▸ Set problem
Copy out the lines of the data below, starting at the line containing "Report the position of each instance of the foreground" and ending at the line containing "[[251, 706], [236, 152]]", with both of those lines included. Reproduce them without any changes.

— start of Dataset content —

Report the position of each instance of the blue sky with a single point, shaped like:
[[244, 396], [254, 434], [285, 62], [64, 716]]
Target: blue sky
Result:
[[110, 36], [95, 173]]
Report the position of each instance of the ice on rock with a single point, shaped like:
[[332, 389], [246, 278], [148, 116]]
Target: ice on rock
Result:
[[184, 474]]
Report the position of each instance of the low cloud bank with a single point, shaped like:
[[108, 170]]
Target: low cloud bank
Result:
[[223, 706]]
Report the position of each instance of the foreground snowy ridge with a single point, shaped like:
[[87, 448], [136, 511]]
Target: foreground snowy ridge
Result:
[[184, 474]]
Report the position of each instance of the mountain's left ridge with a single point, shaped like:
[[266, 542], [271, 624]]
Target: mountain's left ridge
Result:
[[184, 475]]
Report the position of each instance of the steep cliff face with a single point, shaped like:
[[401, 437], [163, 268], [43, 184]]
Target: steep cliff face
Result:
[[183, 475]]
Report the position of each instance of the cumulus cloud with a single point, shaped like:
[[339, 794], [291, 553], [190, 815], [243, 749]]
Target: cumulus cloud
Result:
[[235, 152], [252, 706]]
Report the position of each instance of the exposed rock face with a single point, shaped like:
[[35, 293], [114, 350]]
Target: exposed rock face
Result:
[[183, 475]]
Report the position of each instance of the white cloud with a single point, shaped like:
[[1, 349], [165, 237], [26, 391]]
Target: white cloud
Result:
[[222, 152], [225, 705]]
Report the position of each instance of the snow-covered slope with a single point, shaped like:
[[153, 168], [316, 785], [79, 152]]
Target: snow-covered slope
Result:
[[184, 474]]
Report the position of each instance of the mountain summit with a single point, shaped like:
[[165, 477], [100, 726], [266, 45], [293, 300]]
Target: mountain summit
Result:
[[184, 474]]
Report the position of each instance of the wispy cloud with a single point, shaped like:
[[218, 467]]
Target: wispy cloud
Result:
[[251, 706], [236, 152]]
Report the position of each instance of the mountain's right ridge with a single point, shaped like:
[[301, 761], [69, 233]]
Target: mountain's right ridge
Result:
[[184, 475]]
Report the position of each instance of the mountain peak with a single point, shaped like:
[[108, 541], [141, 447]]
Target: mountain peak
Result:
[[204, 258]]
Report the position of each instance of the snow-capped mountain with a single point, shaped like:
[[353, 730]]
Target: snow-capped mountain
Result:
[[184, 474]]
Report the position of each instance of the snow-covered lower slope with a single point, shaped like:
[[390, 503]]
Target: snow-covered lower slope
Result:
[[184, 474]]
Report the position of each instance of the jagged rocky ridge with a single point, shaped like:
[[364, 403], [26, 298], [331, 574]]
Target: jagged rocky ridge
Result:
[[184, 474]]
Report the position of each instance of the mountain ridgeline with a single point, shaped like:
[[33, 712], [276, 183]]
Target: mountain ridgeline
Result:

— end of Dataset content —

▸ Solution
Report the position of each instance of the foreground snowy ridge with a single point, shaped like:
[[87, 448], [136, 511]]
Target: foreground snowy ridge
Result:
[[184, 474]]
Report the position of each instance of the mountain's left ridge with a single point, shaped like:
[[266, 542], [271, 624]]
Target: mountain's left ridge
Result:
[[184, 475]]
Report the position of each instance of the steep cliff face with a single point, shaped like:
[[401, 437], [163, 268], [43, 184]]
Target: steep cliff face
Result:
[[183, 475]]
Report the position of each instance of the cumulus cloud with a single point, shaped like:
[[339, 794], [291, 553], [190, 815], [243, 749]]
Target: cumulus cloud
Result:
[[235, 152], [252, 706]]
Report the position of each instance of the exposed rock face with a single point, shaped like:
[[35, 293], [114, 350]]
Target: exposed rock face
Result:
[[183, 475]]
Report the position of each instance of the white cloud with a single point, shaped like:
[[1, 349], [165, 237], [26, 391]]
Target: white cloud
Result:
[[222, 152], [225, 705]]
Report the position of each instance of the snow-covered slope with a single point, shaped like:
[[153, 168], [316, 785], [79, 152]]
Target: snow-covered slope
Result:
[[184, 474]]
Report the position of each instance of the mountain summit with a single point, shaped like:
[[165, 477], [100, 726], [266, 45], [293, 300]]
Target: mountain summit
Result:
[[184, 474]]
Report the position of each instance of the wispy cloud with a single point, shaped like:
[[218, 467]]
Target: wispy cloud
Result:
[[251, 706], [236, 152]]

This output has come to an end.